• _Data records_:

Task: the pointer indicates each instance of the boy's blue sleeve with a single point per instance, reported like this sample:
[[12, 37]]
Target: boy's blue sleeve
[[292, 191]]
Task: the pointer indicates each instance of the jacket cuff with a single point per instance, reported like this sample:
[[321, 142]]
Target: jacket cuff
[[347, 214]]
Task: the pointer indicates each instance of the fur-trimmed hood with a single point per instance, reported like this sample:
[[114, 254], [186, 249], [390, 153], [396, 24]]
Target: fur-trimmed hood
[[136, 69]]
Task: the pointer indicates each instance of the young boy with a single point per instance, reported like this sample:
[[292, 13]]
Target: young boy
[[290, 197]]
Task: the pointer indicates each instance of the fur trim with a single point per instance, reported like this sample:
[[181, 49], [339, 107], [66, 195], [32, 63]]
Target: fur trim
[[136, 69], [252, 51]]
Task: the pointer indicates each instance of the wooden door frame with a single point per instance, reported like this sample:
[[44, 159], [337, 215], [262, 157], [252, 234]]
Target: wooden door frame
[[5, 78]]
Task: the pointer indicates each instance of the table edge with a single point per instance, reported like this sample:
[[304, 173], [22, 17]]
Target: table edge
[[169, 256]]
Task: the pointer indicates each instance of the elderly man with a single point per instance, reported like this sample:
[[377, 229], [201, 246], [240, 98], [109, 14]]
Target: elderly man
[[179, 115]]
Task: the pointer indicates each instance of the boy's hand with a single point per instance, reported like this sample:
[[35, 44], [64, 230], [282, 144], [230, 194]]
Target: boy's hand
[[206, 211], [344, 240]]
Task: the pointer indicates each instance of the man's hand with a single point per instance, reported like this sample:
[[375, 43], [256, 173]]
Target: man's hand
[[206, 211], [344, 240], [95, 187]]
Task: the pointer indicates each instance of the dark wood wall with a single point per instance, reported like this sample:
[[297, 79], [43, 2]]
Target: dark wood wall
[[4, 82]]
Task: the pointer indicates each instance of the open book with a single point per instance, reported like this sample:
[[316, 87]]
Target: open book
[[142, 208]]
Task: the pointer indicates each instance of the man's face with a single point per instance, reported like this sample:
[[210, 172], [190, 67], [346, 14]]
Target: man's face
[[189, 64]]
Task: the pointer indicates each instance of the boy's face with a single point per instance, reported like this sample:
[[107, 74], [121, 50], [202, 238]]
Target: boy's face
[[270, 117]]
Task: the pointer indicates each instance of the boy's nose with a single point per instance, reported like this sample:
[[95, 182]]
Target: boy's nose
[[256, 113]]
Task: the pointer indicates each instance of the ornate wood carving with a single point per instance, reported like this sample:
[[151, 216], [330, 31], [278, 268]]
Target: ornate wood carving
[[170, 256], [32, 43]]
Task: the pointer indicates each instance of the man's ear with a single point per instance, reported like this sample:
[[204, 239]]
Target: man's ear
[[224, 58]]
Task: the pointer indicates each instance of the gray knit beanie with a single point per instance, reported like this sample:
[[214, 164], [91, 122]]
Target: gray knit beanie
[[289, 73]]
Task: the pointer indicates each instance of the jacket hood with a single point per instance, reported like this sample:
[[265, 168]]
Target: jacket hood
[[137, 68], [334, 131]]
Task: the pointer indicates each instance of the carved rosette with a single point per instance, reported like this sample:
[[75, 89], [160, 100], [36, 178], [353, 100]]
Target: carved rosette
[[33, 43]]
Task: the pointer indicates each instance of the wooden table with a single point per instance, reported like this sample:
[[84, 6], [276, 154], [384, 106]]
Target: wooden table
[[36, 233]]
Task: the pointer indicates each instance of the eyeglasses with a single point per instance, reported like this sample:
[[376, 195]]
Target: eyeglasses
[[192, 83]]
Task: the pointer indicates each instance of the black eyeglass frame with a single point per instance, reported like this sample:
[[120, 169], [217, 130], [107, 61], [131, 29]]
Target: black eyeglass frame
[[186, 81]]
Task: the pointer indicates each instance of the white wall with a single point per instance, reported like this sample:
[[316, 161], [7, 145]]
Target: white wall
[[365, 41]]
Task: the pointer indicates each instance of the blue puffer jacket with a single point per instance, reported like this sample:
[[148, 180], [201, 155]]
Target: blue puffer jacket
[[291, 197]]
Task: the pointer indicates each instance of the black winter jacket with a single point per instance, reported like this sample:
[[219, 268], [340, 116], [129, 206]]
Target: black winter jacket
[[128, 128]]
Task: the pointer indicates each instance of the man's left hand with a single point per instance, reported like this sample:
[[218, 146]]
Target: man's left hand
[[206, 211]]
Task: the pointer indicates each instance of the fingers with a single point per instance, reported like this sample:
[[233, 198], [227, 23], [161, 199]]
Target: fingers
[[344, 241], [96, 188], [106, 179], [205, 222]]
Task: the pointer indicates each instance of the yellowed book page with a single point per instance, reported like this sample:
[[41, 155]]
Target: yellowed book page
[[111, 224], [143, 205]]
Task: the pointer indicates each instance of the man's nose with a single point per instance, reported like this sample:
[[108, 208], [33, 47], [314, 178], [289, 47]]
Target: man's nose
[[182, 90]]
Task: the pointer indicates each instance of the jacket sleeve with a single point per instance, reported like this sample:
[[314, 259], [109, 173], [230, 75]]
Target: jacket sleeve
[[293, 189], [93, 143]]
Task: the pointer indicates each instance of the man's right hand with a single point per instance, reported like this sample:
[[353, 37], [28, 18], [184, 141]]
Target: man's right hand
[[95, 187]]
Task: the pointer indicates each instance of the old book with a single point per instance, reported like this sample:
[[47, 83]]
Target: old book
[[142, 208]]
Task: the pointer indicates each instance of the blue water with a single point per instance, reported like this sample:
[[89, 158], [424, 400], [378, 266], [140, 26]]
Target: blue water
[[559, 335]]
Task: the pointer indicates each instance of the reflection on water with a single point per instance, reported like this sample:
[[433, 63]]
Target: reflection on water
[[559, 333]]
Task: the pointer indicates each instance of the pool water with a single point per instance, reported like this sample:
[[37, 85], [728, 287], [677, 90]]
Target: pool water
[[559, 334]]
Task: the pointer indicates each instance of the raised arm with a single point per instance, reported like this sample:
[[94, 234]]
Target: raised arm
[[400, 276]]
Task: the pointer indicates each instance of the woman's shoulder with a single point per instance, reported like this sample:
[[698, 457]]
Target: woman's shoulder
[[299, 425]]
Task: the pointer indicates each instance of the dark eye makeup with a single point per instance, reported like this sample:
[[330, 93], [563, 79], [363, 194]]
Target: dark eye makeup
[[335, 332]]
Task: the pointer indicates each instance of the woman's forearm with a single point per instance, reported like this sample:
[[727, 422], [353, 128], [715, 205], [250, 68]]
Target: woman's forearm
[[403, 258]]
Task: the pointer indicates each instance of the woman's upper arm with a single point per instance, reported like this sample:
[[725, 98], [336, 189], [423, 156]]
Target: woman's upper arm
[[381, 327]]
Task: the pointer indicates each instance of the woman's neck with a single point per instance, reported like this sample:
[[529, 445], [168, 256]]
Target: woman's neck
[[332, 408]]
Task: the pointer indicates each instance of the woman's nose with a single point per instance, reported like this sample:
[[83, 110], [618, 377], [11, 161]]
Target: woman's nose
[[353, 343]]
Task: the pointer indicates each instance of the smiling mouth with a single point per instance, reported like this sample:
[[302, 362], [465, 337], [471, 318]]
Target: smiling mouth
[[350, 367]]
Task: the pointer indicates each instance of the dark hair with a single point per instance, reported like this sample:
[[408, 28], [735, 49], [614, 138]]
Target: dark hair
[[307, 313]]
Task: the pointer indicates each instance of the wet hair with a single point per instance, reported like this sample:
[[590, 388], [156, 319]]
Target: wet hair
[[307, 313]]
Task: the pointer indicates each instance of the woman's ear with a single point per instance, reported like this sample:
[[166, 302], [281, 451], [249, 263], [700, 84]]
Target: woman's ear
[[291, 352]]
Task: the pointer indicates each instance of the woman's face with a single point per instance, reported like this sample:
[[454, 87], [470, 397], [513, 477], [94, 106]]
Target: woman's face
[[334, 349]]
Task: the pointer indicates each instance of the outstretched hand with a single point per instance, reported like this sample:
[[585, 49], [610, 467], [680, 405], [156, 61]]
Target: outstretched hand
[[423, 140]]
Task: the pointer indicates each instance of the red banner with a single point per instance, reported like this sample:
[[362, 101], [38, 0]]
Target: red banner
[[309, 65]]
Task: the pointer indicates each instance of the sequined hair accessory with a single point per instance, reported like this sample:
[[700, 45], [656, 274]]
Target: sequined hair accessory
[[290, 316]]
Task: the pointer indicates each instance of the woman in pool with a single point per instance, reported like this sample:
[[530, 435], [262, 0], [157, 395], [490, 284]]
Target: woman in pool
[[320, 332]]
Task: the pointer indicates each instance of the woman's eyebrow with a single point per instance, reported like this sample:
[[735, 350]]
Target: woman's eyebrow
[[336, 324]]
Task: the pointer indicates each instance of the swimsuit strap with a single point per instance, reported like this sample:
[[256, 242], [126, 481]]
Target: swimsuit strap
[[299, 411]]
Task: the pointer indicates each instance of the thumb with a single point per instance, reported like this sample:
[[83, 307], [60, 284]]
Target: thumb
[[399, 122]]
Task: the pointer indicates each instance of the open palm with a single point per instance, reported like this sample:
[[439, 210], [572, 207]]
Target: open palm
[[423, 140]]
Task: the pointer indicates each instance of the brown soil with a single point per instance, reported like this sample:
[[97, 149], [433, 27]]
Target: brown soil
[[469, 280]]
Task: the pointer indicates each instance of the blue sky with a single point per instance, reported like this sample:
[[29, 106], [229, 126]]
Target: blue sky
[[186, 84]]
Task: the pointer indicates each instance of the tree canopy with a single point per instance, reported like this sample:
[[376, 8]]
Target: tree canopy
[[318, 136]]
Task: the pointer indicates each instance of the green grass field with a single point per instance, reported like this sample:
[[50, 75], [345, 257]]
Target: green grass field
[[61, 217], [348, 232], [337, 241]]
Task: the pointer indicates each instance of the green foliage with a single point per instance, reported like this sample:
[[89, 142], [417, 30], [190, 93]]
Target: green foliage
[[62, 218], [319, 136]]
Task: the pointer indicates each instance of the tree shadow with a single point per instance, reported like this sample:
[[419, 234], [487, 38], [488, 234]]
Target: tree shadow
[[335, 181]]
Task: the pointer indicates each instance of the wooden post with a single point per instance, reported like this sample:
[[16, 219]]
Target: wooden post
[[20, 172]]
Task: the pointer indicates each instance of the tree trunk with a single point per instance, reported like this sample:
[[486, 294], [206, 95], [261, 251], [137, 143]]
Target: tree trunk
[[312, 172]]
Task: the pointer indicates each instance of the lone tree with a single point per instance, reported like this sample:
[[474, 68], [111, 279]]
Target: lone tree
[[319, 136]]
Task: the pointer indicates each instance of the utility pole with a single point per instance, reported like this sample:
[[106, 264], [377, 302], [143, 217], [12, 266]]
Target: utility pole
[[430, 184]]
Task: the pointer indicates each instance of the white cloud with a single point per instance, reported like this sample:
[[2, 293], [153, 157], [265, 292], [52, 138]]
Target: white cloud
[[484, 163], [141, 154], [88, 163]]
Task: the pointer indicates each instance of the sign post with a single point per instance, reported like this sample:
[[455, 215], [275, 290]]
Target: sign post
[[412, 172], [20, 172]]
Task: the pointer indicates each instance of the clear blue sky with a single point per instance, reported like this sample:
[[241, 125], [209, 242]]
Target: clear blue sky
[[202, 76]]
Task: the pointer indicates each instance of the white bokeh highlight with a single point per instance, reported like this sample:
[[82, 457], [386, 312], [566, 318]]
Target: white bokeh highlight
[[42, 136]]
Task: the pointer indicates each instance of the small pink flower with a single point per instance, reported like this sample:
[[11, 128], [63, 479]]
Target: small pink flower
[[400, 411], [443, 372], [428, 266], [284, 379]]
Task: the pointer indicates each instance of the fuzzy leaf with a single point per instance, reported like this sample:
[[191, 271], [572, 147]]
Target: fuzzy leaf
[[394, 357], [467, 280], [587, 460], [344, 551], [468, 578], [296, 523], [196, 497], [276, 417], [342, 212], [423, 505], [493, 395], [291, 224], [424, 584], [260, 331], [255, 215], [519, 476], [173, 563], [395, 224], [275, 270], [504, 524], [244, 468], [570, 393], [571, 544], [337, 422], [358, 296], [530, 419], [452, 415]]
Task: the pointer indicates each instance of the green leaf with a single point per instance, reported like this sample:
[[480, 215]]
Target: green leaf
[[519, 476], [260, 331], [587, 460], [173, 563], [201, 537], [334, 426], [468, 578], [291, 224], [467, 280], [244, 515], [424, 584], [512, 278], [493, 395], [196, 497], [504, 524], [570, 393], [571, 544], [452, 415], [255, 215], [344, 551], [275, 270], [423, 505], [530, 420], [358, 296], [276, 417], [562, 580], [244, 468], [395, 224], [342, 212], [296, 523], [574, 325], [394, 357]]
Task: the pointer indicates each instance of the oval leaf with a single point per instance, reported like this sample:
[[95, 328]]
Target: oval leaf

• _Assignment_: Looking at the data above, give the number of lines that include "oval"; add nothing else.

• _Answer for this exercise_: 2